Come antropologi, le affinità che si possono cogliere rispetto alla disciplina non sono poche. È lo spazio della relazione che il soggetto attiva nei confronti con dello spazio in cui si trova a dare origine al movimento (del corpo, estrinseco) e alla consapevolezza (interna, del soggetto). Discipline simili costruiscono non poco il carattere dei soggetti e sono, a certi livelli, comparabili e tramutabili in filosofie di vita: gli ostacoli materiali si metaforizzano in quelli della vita e il rapporto di analisi, strategia, consapevolezza e fluidità si applica così dall’azione nello spazio all’azione nella vita.

Il tipo di osservazione che desideriamo perseguire quindi, come si è potuto leggere precedentemente, si focalizza primariamente sull’analisi del rapporto spazio/soggetto. Da questo vorremmo trarre degli spunti di ricerca verso: il movimento nel Parkour come unione attiva di questa dicotomia; l’arte dello spostamento e le sue finalità (Parkour e Free Running); la modificazione delle categorie mentali del soggetto conseguentemente all’apprendimento della disciplina; le modalità di insegnamento della pratica in questione.
Questa analisi sceglie di utilizzare il mezzo visuale in quanto ritenuto fondamentale per permettere ai fruitori di cogliere le suggestioni date da questa disciplina, che si struttura come essenzialmente visiva e visuale nei suoi modi, nei suoi intenti e nelle sue pratiche, sia di efficienza che estetiche.

Estratti dei dati dei riquadri di delimitazione:

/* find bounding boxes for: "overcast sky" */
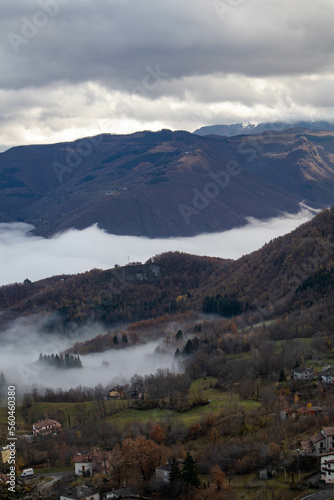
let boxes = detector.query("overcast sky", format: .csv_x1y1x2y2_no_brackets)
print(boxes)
0,0,334,146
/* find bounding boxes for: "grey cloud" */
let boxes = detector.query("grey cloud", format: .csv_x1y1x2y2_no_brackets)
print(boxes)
0,0,334,93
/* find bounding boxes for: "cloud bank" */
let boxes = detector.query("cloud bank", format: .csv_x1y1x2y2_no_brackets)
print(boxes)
0,0,334,146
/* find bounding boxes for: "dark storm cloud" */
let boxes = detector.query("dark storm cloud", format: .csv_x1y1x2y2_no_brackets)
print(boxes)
0,0,334,95
0,0,334,145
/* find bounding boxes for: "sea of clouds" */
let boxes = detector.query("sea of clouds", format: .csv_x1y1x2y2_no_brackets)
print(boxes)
0,207,314,285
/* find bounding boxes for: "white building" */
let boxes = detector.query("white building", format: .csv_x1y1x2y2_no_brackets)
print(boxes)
293,366,314,380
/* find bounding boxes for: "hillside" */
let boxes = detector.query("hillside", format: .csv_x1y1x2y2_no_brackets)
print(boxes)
0,208,334,328
0,129,334,238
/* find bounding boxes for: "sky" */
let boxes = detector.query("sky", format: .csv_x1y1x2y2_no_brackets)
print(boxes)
0,208,314,285
0,0,334,150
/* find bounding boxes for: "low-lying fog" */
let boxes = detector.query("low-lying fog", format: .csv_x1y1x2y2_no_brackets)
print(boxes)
0,316,177,393
0,206,314,285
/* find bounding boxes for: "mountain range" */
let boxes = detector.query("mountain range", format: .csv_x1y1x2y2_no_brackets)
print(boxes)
194,121,334,137
0,128,334,238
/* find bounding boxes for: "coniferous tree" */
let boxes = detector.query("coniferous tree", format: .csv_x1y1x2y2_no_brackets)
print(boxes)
182,451,201,488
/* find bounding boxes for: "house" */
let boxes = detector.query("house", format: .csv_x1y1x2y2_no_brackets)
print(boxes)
321,368,334,384
60,484,100,500
32,418,61,436
104,488,134,500
73,450,111,476
279,406,326,422
73,453,93,476
155,464,172,484
297,406,326,417
293,366,314,380
88,450,112,474
320,452,334,484
301,427,334,457
108,385,124,399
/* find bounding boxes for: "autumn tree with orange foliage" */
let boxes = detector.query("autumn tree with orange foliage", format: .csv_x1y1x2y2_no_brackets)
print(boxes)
210,465,225,491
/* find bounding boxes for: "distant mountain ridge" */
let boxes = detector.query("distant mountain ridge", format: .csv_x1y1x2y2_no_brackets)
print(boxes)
0,128,334,238
194,121,334,137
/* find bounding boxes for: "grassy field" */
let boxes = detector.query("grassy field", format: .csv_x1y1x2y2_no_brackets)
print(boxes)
0,377,260,434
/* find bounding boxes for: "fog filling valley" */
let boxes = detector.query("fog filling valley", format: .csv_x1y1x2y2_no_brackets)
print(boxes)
0,206,315,285
0,316,177,392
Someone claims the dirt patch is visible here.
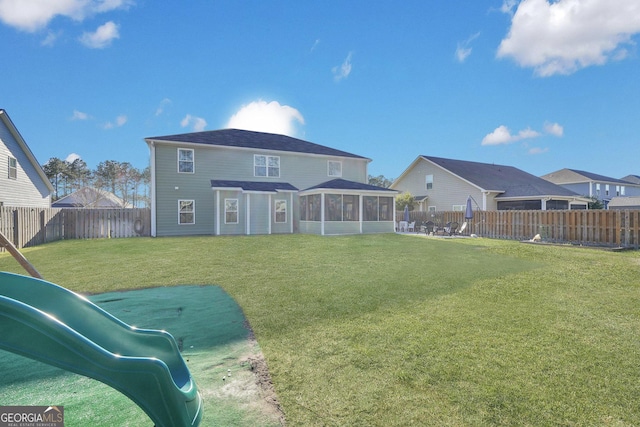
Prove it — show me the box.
[240,321,286,426]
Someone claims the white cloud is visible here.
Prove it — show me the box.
[497,0,640,77]
[528,147,549,155]
[180,114,207,132]
[79,21,120,49]
[102,114,128,129]
[156,98,171,116]
[40,31,62,46]
[64,153,82,163]
[310,39,320,52]
[456,33,480,62]
[71,110,90,120]
[226,100,304,136]
[500,0,517,15]
[0,0,133,32]
[544,123,564,136]
[482,125,540,145]
[331,52,353,82]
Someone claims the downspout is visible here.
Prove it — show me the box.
[267,194,273,234]
[149,141,157,237]
[358,194,364,234]
[215,190,220,236]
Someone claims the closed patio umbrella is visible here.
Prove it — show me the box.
[464,196,473,219]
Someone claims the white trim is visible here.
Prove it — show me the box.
[253,154,281,178]
[145,138,373,164]
[269,200,289,224]
[215,190,220,236]
[178,199,196,225]
[327,160,342,178]
[176,147,196,174]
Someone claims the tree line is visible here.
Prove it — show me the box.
[42,157,151,207]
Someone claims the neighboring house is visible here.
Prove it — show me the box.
[145,129,396,236]
[0,109,53,208]
[609,196,640,209]
[620,175,640,185]
[391,156,588,211]
[541,169,640,209]
[51,187,133,209]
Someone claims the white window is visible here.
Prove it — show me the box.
[9,157,18,179]
[327,160,342,177]
[253,154,280,178]
[178,200,196,225]
[224,199,238,224]
[178,148,195,173]
[275,200,287,222]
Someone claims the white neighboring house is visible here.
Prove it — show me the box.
[0,109,53,208]
[51,187,133,209]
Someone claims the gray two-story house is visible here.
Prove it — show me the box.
[0,109,53,208]
[145,129,397,236]
[541,168,640,208]
[391,156,588,212]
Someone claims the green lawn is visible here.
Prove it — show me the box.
[0,234,640,426]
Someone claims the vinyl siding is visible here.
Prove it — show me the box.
[154,144,367,236]
[393,159,484,211]
[0,126,51,208]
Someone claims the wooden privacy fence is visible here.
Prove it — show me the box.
[398,210,640,249]
[0,207,151,250]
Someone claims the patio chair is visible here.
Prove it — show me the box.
[456,221,469,234]
[421,221,435,236]
[444,221,458,236]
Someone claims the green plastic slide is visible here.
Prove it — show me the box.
[0,272,202,427]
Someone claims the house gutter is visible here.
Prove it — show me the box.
[147,140,157,237]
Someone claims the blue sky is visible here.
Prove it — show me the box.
[0,0,640,178]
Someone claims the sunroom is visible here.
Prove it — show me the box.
[299,179,398,236]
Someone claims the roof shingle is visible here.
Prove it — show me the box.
[422,156,578,198]
[145,129,369,160]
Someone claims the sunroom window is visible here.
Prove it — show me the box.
[178,200,196,225]
[9,157,18,179]
[178,148,195,173]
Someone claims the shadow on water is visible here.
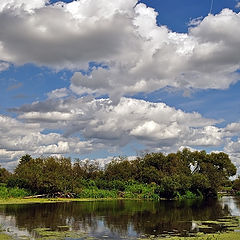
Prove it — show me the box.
[0,198,240,239]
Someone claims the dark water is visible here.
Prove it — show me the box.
[0,197,240,239]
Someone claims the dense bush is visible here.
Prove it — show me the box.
[0,149,236,199]
[0,184,29,198]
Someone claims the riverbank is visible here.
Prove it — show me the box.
[0,198,127,205]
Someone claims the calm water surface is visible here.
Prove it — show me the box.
[0,197,240,239]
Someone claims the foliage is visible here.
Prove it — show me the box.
[0,184,29,199]
[7,149,240,199]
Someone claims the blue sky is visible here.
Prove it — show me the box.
[0,0,240,172]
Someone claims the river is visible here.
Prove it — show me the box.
[0,197,240,239]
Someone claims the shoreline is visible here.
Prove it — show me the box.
[0,198,143,205]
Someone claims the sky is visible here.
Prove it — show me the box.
[0,0,240,170]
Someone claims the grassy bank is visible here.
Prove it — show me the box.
[0,198,130,204]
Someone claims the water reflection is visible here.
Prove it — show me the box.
[0,197,240,239]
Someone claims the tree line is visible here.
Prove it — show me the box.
[0,149,236,199]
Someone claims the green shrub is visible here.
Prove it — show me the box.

**COSA FARE**: Riscrivi il brano sul Parkour da "Il tipo di osservazione" fino a "pratica in questione." compreso, sostituendo "dicotomia" con "dualità".

**RISPOSTA**:
Il tipo di osservazione che desideriamo perseguire quindi, come si è potuto leggere precedentemente, si focalizza primariamente sull’analisi del rapporto spazio/soggetto. Da questo vorremmo trarre degli spunti di ricerca verso: il movimento nel Parkour come unione attiva di questa dualità; l’arte dello spostamento e le sue finalità (Parkour e Free Running); la modificazione delle categorie mentali del soggetto conseguentemente all’apprendimento della disciplina; le modalità di insegnamento della pratica in questione.